* Requirement: Report every line in the listing below that contains the string "covered", matching case exactly.

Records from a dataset
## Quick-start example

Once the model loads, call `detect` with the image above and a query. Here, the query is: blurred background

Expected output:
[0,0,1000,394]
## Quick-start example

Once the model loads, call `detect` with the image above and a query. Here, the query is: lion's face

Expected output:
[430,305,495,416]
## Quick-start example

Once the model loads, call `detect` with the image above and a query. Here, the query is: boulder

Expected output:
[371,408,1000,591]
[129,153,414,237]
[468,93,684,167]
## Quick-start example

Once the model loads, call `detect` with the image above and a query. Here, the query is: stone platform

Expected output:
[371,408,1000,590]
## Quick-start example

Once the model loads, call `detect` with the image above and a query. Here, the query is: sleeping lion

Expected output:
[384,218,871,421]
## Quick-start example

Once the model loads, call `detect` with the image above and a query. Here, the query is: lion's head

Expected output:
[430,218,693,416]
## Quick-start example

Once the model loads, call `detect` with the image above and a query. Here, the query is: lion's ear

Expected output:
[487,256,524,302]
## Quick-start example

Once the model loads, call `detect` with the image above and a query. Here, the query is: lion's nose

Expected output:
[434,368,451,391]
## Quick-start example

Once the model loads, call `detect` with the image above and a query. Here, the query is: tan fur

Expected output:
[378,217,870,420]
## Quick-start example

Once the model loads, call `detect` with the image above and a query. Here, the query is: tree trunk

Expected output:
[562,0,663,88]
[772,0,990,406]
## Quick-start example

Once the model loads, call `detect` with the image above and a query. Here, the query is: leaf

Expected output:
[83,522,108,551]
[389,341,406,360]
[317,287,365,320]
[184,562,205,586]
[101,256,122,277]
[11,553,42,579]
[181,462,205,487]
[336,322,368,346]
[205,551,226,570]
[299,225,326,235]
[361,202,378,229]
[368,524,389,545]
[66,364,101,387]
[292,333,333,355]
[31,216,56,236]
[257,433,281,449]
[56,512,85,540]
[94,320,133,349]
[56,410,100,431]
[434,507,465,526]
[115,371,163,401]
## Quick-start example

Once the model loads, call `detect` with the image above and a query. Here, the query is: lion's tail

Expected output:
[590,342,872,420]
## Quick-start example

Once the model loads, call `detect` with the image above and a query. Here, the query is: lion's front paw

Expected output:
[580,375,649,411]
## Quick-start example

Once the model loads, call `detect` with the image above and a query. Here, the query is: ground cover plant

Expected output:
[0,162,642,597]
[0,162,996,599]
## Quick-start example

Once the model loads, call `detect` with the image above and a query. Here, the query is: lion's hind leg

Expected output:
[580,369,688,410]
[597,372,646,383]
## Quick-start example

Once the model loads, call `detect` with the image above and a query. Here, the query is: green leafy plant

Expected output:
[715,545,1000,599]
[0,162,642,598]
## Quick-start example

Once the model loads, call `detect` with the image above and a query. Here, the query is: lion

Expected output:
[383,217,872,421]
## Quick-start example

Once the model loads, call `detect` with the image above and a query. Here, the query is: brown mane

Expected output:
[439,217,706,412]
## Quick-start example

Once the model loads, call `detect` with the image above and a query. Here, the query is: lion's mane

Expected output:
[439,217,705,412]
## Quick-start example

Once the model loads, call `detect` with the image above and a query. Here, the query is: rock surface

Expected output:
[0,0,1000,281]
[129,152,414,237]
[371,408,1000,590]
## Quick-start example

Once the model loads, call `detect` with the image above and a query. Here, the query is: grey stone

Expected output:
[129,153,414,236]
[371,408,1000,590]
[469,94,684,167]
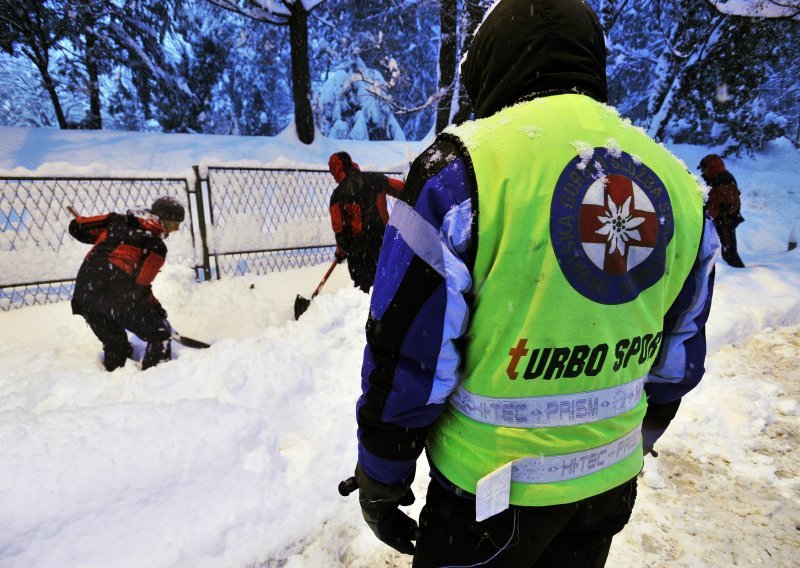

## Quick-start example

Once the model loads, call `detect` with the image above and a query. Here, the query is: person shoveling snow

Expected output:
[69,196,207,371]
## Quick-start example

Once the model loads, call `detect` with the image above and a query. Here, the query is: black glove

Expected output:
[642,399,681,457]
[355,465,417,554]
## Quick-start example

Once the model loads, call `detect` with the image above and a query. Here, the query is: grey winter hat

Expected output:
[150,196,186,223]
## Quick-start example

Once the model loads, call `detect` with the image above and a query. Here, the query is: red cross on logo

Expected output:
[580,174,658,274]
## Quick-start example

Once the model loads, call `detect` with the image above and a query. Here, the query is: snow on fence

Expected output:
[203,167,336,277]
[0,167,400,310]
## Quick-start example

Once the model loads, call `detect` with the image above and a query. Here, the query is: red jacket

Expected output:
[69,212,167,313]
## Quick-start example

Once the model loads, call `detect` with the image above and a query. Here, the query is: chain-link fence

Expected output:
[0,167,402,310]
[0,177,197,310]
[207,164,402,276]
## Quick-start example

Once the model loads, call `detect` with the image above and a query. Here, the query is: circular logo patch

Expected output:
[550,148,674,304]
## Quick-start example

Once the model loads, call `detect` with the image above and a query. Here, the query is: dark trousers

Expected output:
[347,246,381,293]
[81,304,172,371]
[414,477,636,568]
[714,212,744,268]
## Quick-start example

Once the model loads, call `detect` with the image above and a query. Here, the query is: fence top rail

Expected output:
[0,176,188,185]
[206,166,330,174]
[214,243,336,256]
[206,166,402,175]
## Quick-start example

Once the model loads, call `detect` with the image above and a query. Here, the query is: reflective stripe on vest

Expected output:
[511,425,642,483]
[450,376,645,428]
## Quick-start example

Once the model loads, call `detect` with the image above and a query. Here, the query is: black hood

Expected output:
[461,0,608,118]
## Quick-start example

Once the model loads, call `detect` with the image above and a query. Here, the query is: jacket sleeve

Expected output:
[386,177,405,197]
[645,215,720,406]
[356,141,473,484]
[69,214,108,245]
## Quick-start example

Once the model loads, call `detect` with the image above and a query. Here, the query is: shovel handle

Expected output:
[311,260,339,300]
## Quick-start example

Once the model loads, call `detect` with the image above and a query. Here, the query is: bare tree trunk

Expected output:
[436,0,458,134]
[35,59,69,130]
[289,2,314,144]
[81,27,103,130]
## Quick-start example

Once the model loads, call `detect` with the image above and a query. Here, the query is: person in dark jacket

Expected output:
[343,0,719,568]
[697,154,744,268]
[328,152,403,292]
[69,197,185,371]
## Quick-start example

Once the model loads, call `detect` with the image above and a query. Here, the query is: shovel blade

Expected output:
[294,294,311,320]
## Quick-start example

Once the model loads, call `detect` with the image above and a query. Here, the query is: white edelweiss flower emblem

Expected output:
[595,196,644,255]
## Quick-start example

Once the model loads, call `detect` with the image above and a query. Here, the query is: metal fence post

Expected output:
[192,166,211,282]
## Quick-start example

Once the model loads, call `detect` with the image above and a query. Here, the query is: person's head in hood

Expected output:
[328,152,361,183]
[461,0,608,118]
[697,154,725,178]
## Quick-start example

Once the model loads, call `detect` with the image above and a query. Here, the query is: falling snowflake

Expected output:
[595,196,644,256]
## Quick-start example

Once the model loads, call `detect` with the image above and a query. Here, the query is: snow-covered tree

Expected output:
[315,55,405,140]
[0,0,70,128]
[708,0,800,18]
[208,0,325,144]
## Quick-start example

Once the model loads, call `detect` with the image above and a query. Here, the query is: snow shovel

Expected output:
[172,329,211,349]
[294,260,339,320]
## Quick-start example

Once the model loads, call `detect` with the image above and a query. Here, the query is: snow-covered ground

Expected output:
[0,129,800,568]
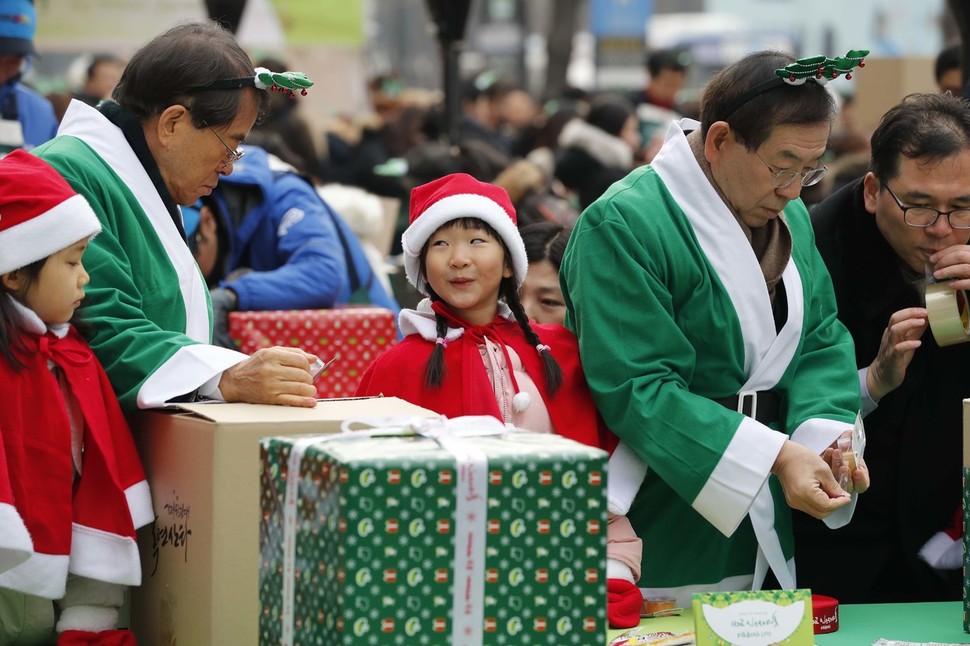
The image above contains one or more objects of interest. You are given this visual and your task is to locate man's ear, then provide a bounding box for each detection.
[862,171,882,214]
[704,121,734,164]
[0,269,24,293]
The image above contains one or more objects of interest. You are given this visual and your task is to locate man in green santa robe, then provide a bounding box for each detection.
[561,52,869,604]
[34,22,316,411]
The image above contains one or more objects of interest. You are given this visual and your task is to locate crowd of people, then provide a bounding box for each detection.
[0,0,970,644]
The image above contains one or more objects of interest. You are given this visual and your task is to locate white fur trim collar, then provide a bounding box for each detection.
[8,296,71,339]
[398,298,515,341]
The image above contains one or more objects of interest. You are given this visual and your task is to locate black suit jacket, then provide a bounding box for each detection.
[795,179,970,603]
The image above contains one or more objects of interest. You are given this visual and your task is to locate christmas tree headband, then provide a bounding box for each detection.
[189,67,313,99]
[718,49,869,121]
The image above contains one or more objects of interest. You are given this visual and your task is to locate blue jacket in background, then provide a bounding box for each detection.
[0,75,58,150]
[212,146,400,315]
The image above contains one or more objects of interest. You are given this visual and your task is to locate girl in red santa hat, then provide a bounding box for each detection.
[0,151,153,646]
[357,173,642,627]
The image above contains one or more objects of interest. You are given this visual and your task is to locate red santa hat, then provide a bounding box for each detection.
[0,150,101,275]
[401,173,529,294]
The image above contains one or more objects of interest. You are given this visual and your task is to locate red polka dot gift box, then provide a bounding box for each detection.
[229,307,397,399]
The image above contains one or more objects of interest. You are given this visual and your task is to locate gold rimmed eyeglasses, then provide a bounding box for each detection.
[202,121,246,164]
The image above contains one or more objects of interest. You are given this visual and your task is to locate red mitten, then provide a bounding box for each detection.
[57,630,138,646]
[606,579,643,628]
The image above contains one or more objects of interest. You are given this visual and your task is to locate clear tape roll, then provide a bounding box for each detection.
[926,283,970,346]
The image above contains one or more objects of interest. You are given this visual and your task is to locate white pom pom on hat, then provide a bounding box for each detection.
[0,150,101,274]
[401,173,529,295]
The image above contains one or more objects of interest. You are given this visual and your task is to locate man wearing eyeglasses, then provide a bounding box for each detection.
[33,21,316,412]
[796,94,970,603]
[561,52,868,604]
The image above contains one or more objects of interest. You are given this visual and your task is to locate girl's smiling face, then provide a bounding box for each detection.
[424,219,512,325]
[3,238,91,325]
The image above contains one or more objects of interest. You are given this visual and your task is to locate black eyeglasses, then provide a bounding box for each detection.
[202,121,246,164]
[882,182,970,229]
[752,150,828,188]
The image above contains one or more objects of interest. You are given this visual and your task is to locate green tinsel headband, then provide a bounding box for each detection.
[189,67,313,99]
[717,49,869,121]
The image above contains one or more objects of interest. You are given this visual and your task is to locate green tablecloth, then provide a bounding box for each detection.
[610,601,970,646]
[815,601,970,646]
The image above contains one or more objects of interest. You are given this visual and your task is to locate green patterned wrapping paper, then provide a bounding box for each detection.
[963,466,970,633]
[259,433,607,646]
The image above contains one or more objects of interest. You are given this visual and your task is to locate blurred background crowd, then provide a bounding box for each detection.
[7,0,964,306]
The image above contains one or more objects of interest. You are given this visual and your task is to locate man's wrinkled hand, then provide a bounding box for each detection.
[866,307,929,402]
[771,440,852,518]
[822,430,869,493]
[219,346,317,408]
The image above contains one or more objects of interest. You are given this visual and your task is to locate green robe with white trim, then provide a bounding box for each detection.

* Expected answer:
Once the model loads, call `detect` with the image above and a query. Here, the query is: snow-covered tree
Once the model loads, call `detect` with the image above and a query. Here, the query is: snow-covered ground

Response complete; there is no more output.